■ List of tasks ■
(1) Answer these questions about the passage on spaceforms below:
(a) According to the passage, what kind of containing spaces do stable, measurable things fit into in the Euclidean case?
(b) What are lattices associated to?
(c) What limits the process from continuing to higher dimensions?
(2) Extend the passage on spaceforms below by writing the paragraph that would come next.

■ Text to read ■
----------
Spaceforms are about the statement that stable things which are measurable fit into quantitative containing spaces such as integer lattices, ie checkerboards, but this is basically the Euclidean case, while in the (real) hyperbolic case the “checkerboards” become “lattices” which fit into the circle (or spheres) where there is also a rotation at vertices of the lattice elements so that the “lattice blocks” must fit together but at vertices there is more variation than simply 90 degree rotations so that the “blocks” can still fit into a lattice (spacefilling lattice) or discrete regional structures which fit together without overlapping so as to fill the space as a lattice of separate blocks (or checkerboard). Lattices are associated to discrete isometry or unitary subgroups.
This structure can be placed in the context of SO(2) [SO(3)] rotations, or when the base space is turned into a “complex number” coordinate space so that an analogous SU(2) acts (as a local transformation group) on the complex upperhalfplane in relation to a SU(2)/(discrete subgroup) action (group action) on the complex upper halfplane, or equivalently to act on a spaceform, so that this spaceform is also a model of a metricinvariant metricspace. In this context the hyperbolic space is associated to spacetime as a metric(base)space where the types of quantities which compose the hyperbolic space are the quantities of a velocityspace, where the hyperbolic space satisfies the velocity properties of special relativity.
This process can continue to higher dimensions but it is limited by the types of lattices which each dimensional level and each metricfunction signature allows on the coordinate basespace (or metricspace).
This process can form either bounded or infinite extent spaceform geometries on the various dimensional metricspaces, where the metricfunctions on the different dimensional metricspaces can have different signature representations.
----------
Entries from a point annotation set

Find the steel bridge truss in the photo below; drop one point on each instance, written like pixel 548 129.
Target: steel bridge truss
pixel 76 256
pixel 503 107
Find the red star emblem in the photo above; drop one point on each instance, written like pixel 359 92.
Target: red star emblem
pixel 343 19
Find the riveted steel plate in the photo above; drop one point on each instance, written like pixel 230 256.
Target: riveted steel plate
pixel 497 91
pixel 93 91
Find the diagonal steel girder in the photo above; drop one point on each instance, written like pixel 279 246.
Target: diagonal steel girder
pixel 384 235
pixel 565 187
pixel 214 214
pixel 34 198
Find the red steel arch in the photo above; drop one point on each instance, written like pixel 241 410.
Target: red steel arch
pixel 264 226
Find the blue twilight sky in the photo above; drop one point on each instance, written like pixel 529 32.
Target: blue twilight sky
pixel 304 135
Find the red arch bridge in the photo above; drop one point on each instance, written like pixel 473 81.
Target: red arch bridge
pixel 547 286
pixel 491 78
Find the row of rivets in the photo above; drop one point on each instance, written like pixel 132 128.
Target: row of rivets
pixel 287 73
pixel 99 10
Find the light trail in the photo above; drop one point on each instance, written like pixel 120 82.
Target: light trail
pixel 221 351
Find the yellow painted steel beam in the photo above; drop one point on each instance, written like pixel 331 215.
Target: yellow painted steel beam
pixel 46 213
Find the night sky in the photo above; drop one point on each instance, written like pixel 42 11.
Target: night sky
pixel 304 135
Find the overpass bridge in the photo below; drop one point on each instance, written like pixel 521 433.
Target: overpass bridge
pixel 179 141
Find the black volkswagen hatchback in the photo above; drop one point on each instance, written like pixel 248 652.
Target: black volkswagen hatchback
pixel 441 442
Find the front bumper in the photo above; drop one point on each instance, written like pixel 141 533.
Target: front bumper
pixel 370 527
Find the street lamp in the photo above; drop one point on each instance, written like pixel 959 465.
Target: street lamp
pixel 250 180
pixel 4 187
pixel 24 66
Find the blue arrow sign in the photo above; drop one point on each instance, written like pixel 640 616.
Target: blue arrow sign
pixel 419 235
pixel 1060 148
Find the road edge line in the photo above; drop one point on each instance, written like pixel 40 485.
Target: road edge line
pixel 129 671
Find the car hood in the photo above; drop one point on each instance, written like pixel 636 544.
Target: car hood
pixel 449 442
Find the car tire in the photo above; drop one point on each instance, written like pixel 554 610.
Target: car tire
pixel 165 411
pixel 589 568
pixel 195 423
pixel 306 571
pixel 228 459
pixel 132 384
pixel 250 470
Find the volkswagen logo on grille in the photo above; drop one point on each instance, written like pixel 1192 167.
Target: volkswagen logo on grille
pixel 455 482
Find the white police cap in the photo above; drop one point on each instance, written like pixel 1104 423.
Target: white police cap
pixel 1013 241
----------
■ Outputs in order ■
(1)
(a) Quantitative containing spaces such as integer lattices, i.e., checkerboards.
(b) Discrete isometry or unitary subgroups.
(c) The types of lattices that each dimensional level and each metricfunction signature allows on the coordinate basespace (or metricspace).

(2)
Referencing two articles (Notices (AMS) Dec 2010, K Ono, and A Folsom) The modular forms are lattices on the upper halfplane defined in relation to 4dimensional spacetime and its spin covering group [SU(2) + i SU(2)], group. This can be interpreted to mean that complex 2space has 4realdimensions, where onerealdimension (ie time) is divided out so as to form something similar to hyperbolic 3space. That is, modular forms are defined in relation to the discrete groups in [SU(z) + i SU(z)], where here z is either a “real” or “pure imaginary” integer.
This will have analogous constructions in relation to SO(3) the group structure of Euclidean 3space and [SO(3) + i SO(3)]…,
or [Spin(3) + i Spin(3)]=[SU(2) + i SU(2)], ie SL(2,C) is the spin cover of SO(3,1),
…the group structure of 4dimensional spacetime coordinate space (or base space).
Clearly an isomorphism can be identified between dimensions on the different base spaces.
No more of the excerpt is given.